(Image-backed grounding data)
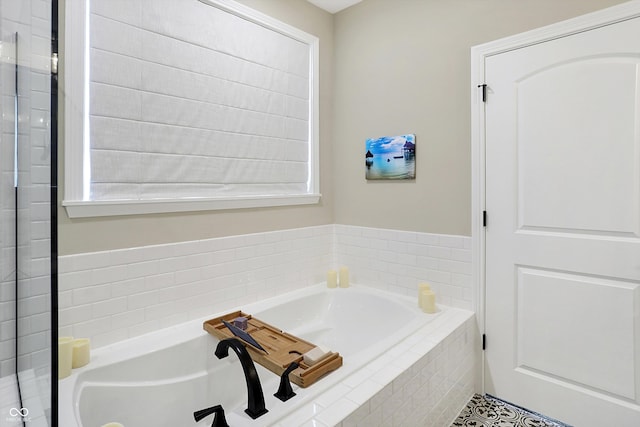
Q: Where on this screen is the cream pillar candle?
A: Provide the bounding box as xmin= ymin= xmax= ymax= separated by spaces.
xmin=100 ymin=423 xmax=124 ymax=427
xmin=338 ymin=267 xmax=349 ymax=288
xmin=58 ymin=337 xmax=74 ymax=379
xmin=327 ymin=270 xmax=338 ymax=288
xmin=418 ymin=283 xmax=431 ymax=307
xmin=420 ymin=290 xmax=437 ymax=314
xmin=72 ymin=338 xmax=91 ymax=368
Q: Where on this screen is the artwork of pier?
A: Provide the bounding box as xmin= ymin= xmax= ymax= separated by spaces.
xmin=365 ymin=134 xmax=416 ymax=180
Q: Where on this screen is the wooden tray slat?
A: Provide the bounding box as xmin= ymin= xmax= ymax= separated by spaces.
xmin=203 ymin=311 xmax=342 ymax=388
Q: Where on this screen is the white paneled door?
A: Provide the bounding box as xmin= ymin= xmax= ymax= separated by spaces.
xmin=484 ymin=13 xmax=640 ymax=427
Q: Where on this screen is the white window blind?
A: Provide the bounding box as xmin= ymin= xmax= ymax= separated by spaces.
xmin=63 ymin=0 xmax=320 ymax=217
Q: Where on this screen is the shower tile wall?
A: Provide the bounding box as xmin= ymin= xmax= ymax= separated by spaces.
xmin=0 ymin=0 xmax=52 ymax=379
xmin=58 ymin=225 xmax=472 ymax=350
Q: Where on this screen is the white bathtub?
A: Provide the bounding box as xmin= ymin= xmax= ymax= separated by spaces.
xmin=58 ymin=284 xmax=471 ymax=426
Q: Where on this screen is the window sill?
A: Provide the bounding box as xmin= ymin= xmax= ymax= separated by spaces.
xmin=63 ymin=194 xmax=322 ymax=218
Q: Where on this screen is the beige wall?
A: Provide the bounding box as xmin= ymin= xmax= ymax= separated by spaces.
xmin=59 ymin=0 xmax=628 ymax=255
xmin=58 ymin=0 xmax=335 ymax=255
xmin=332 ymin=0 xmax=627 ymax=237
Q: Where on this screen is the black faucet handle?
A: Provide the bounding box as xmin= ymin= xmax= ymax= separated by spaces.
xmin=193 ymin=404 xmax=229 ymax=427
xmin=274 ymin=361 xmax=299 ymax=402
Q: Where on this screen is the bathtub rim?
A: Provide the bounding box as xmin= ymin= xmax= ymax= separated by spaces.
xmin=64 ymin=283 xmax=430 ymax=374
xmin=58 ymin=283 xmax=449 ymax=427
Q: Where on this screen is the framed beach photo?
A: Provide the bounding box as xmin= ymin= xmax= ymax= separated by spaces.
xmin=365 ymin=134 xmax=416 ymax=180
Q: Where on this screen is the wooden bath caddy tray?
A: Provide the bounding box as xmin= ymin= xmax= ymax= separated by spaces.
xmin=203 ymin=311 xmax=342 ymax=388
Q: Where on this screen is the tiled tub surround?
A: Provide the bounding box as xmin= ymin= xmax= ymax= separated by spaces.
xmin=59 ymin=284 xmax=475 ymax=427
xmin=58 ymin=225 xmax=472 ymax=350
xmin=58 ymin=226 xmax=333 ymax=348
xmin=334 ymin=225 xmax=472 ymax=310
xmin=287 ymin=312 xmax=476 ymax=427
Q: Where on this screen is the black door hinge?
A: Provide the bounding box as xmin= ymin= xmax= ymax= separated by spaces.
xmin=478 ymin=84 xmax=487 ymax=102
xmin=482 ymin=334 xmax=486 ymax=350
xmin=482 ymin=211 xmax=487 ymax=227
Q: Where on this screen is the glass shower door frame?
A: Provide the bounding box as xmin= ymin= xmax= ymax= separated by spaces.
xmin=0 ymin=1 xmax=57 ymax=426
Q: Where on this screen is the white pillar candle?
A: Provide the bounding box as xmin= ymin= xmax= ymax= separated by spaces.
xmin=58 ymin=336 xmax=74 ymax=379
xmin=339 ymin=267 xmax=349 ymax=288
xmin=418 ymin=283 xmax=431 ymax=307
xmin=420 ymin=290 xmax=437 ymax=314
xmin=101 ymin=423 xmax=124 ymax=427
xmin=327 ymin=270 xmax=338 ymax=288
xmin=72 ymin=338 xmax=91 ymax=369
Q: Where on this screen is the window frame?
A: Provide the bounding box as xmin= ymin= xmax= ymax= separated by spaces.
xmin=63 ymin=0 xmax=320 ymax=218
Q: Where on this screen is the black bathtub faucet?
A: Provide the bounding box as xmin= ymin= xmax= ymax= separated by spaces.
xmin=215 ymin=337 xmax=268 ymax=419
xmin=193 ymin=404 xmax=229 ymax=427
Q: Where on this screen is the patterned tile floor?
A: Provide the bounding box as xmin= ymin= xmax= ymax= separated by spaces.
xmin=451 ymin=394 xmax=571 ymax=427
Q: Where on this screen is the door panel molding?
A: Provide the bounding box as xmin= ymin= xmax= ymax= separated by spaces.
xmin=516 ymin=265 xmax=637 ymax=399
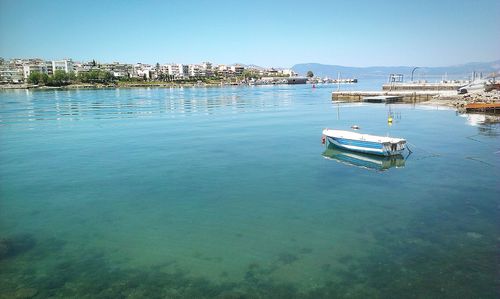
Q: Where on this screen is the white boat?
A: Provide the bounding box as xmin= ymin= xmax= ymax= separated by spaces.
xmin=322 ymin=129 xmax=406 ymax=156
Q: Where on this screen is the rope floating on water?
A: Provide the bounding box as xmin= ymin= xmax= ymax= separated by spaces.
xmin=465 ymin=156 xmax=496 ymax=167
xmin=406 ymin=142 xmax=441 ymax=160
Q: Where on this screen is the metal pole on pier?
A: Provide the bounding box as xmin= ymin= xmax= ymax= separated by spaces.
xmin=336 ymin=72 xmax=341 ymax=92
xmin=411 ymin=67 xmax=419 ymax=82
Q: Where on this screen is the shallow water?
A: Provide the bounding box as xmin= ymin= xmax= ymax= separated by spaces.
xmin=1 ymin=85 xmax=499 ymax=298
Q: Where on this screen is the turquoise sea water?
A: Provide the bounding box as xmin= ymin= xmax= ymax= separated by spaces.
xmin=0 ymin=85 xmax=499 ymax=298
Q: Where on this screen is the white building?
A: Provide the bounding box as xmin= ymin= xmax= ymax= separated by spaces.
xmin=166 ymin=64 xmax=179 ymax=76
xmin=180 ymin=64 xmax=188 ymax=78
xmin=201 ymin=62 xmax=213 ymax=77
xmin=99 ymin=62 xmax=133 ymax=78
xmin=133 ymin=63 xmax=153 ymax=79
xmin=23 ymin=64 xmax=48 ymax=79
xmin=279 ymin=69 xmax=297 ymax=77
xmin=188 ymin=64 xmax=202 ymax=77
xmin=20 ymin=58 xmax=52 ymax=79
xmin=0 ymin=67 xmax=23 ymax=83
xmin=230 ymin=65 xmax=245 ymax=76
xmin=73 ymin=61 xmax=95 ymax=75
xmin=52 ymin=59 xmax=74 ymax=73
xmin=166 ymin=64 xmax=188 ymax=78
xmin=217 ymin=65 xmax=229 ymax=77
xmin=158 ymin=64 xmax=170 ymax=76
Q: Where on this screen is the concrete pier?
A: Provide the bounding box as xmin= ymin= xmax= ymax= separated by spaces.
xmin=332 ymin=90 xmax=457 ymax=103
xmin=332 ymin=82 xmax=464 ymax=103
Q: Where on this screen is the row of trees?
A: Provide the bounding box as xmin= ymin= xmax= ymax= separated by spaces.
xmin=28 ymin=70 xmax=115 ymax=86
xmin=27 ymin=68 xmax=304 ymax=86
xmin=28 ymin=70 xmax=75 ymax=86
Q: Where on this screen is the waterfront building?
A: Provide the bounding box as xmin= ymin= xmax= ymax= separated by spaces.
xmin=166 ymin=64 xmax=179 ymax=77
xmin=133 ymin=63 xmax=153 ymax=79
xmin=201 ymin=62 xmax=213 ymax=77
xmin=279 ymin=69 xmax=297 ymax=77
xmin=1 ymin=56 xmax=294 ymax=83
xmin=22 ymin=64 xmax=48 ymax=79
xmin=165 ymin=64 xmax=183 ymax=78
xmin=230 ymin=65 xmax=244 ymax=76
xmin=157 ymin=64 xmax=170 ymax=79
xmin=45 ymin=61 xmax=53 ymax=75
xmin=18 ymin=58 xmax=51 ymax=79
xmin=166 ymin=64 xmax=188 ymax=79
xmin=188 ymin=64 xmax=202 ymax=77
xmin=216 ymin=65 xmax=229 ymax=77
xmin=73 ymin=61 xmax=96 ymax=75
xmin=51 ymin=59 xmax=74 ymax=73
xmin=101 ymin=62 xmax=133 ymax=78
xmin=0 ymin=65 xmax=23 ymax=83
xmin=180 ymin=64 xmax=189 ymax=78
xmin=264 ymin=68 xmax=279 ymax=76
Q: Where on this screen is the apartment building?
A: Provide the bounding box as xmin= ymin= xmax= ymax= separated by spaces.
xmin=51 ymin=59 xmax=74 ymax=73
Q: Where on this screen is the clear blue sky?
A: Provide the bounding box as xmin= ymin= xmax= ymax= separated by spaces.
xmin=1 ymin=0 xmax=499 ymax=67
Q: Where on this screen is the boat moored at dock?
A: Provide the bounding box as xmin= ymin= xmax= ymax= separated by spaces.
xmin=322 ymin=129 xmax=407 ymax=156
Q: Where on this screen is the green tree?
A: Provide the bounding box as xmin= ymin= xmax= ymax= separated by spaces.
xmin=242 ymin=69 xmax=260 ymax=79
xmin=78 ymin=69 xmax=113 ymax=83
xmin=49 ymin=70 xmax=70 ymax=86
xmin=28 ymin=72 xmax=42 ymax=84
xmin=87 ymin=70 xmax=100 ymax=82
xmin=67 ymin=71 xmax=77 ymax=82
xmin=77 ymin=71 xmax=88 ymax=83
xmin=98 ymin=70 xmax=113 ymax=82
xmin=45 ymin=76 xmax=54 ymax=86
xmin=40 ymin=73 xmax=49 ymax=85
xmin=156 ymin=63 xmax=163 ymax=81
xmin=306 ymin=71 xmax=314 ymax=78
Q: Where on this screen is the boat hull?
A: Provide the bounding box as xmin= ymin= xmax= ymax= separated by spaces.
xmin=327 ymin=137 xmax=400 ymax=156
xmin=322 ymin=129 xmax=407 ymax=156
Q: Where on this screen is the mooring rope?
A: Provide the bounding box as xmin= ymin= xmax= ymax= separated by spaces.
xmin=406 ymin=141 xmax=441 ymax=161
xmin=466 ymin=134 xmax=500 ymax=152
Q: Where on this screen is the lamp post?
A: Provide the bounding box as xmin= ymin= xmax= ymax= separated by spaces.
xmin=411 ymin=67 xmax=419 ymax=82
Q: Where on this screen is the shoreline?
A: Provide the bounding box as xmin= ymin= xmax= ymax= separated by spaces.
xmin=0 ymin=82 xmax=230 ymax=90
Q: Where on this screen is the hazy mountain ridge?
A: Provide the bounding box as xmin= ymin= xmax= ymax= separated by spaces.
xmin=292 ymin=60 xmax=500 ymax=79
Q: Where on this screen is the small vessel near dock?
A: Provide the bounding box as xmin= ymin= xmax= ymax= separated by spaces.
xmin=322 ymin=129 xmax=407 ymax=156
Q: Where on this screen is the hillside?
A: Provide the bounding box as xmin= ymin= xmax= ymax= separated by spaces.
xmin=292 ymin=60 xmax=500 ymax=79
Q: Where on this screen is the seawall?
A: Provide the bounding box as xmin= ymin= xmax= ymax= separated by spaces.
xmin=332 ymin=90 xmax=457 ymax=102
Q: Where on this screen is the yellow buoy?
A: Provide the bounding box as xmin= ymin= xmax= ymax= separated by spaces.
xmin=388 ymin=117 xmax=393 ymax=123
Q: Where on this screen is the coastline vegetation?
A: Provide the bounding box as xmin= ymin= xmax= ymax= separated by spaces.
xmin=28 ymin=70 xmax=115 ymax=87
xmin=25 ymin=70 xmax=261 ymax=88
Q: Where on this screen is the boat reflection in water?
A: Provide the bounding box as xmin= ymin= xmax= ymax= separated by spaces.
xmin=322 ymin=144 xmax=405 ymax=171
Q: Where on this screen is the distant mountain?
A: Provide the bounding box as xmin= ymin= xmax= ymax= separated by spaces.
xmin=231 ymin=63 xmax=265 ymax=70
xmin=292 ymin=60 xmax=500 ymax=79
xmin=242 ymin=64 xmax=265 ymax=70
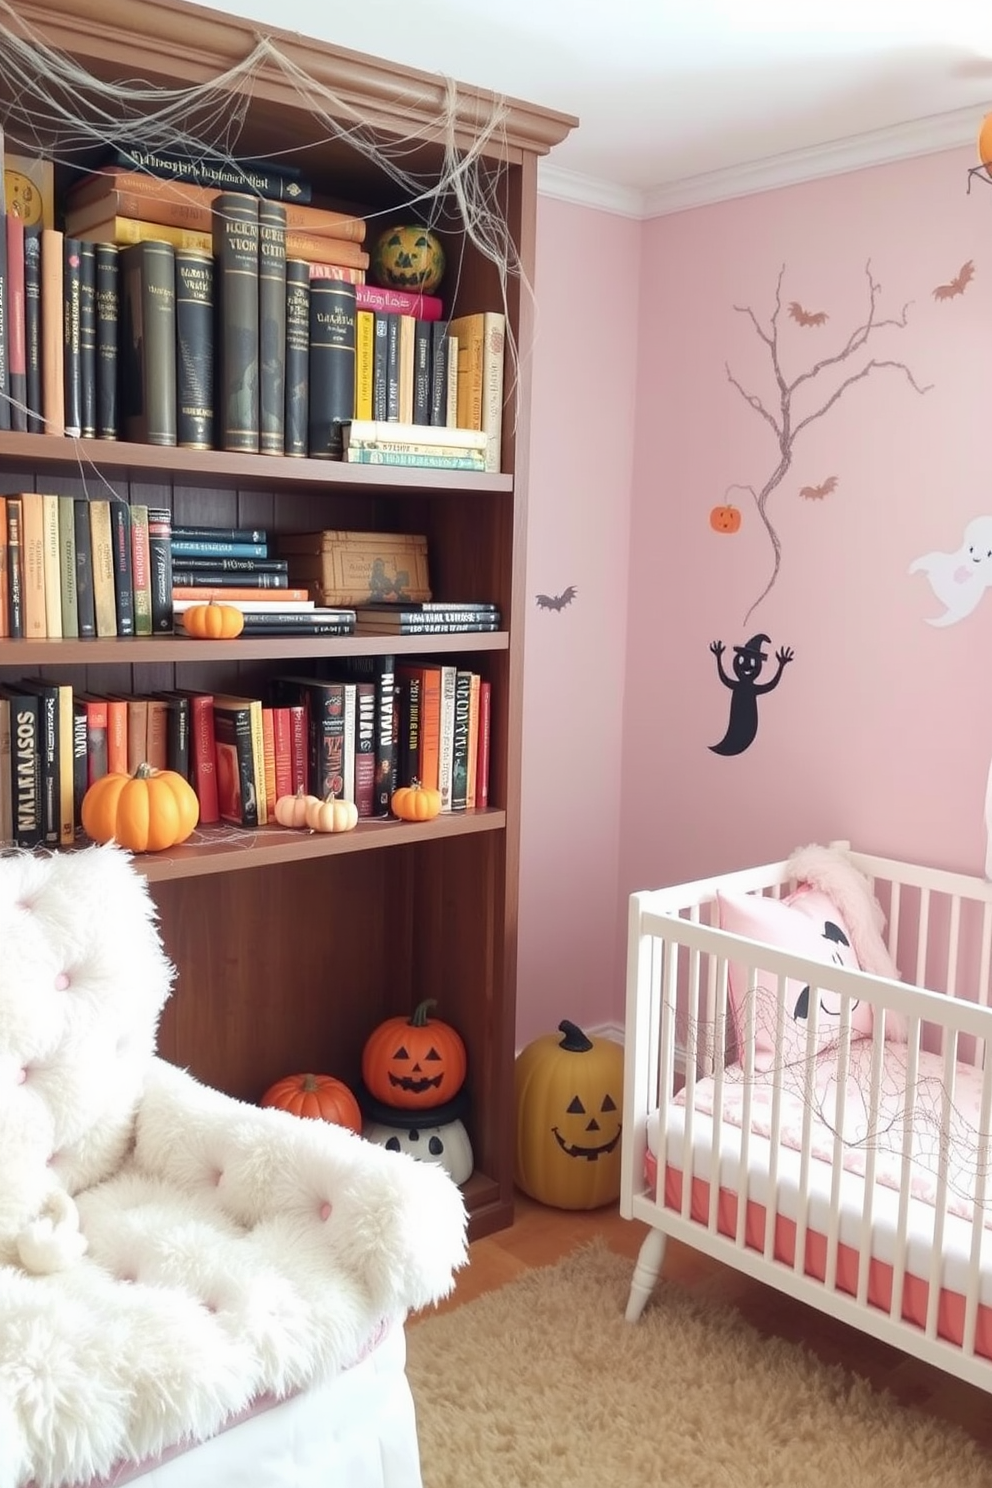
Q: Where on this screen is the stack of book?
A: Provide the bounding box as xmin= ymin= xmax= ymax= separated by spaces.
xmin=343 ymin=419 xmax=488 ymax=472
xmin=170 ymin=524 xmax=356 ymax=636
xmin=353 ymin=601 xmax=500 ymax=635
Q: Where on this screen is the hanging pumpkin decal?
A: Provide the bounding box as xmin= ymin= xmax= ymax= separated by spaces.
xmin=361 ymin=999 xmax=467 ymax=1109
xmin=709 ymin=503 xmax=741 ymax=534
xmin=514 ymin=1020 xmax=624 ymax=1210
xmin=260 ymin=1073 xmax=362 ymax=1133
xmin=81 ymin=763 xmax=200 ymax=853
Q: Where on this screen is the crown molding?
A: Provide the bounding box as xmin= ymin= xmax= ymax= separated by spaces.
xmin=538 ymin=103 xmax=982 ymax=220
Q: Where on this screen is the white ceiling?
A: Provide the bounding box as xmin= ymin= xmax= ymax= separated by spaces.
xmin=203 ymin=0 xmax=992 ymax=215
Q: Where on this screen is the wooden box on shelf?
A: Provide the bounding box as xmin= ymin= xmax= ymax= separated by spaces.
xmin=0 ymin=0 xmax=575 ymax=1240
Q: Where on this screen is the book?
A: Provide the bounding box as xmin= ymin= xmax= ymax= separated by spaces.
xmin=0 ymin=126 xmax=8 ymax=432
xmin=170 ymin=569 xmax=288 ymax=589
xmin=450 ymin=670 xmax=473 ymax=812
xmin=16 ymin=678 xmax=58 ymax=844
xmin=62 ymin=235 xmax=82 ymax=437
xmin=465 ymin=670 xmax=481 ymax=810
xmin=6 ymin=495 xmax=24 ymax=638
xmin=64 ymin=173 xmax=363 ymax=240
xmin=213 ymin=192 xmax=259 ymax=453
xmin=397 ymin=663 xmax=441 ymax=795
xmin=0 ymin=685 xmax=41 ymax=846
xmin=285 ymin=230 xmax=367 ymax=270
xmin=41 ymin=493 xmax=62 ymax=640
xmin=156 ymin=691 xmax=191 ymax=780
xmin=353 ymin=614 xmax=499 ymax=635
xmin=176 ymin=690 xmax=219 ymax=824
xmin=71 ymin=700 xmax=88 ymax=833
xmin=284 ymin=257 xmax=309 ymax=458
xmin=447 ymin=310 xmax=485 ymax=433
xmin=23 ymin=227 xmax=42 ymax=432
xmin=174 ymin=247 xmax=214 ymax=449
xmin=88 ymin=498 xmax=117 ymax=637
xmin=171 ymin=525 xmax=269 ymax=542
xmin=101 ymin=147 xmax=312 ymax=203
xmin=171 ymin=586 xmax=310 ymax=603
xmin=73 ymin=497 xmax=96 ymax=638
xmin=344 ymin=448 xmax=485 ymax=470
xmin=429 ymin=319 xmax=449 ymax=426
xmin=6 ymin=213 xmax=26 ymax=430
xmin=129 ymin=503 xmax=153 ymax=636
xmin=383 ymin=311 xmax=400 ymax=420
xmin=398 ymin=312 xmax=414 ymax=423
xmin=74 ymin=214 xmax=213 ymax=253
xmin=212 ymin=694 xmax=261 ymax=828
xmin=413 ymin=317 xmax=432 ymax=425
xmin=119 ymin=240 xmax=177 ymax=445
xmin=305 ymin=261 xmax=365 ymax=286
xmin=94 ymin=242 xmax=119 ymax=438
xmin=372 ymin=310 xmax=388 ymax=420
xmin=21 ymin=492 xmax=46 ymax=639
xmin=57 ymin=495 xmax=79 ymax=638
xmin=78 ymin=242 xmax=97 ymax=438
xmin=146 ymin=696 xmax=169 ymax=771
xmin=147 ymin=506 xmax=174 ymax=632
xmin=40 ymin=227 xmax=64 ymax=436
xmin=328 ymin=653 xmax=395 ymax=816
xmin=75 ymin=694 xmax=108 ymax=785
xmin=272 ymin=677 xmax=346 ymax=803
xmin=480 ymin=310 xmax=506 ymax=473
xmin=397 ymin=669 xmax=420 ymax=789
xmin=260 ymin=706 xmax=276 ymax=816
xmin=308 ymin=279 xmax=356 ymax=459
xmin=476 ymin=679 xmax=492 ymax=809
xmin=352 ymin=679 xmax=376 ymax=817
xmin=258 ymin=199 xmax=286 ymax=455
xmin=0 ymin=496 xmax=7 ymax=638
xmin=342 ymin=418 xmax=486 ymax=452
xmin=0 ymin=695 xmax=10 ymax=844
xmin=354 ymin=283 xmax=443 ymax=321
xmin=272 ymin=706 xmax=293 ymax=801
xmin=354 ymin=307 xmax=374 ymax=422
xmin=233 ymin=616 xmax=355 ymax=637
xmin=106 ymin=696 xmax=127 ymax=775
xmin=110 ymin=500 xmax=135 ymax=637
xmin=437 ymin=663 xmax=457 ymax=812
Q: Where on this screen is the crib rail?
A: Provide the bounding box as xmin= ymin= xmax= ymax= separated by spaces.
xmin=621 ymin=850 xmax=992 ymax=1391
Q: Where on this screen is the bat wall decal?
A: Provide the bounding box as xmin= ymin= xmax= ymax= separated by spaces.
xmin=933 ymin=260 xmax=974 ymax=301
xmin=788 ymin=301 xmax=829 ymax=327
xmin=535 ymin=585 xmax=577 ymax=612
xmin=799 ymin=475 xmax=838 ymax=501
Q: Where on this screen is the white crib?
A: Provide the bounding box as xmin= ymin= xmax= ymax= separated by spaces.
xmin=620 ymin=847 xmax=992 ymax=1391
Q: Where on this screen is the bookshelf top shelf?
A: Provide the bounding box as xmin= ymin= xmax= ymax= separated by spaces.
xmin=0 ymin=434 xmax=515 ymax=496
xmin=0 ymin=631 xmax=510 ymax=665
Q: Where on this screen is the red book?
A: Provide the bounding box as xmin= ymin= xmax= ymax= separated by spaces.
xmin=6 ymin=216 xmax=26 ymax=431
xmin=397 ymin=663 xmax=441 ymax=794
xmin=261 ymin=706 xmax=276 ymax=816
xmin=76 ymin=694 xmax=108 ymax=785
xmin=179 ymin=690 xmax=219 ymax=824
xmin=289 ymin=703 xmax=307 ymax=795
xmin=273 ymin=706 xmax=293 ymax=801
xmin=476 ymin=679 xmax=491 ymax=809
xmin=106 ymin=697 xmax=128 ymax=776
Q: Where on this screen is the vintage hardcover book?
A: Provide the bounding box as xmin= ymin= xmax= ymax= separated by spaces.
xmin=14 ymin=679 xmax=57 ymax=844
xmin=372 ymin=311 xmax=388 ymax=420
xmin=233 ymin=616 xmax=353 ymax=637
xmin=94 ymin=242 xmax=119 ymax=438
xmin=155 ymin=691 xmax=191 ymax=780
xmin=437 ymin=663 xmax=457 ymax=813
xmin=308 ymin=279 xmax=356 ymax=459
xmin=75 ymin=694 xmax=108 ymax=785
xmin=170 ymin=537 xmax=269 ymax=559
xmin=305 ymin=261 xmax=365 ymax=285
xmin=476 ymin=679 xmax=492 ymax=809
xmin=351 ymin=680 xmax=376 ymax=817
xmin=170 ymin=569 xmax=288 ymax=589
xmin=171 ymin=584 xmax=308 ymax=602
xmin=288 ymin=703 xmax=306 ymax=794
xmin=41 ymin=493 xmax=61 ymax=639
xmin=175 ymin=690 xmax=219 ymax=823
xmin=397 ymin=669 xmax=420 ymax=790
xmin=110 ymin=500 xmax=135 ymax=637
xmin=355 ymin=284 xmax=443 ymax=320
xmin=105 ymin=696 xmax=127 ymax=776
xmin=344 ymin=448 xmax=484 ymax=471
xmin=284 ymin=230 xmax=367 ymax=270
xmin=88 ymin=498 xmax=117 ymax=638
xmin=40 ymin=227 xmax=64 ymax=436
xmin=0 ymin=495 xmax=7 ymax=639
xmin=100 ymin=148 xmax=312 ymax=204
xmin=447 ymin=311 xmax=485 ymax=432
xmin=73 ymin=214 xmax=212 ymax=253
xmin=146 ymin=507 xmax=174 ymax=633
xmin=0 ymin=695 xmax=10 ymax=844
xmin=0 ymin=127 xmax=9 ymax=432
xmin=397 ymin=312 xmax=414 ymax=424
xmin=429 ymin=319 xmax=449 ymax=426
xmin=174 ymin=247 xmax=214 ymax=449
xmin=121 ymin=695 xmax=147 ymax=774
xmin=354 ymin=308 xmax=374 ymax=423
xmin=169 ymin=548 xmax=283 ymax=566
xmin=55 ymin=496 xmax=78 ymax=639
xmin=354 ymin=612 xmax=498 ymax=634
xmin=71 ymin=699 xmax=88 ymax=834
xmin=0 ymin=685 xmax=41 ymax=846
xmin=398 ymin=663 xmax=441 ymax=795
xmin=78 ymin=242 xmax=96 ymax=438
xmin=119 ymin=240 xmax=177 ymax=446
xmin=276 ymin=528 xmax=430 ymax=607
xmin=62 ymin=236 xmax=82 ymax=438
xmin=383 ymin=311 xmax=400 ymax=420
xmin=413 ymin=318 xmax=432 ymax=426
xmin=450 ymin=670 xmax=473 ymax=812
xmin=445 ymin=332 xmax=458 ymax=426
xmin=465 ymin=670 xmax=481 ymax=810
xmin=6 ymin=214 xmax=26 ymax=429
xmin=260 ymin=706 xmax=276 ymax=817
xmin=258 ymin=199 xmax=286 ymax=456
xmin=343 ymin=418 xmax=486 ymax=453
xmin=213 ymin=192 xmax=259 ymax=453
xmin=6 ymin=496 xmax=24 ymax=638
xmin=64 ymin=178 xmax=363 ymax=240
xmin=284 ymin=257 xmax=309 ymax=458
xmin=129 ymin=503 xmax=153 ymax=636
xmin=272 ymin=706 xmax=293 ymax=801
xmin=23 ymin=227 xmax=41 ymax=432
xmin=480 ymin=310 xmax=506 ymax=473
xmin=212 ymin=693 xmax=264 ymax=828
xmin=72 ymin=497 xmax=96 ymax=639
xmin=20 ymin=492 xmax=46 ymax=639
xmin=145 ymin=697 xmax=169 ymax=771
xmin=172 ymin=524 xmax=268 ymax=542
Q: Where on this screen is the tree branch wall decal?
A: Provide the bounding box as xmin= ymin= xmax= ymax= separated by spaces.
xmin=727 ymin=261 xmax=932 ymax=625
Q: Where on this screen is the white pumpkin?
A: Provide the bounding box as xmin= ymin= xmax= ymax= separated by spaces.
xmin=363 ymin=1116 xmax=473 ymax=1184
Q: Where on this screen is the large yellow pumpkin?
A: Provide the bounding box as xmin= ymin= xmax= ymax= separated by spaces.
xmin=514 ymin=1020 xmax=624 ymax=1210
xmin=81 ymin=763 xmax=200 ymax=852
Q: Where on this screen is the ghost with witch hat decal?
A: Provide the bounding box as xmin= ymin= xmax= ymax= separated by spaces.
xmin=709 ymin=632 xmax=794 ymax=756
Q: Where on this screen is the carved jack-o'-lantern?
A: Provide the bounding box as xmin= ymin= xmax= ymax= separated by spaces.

§ Goal of the exercise: Which lines above hold the string "shower"? Show each of them.

§ Written answer:
Q: Where on this screen is the shower tile wall?
Q: Where on this screen is the glass shower door frame?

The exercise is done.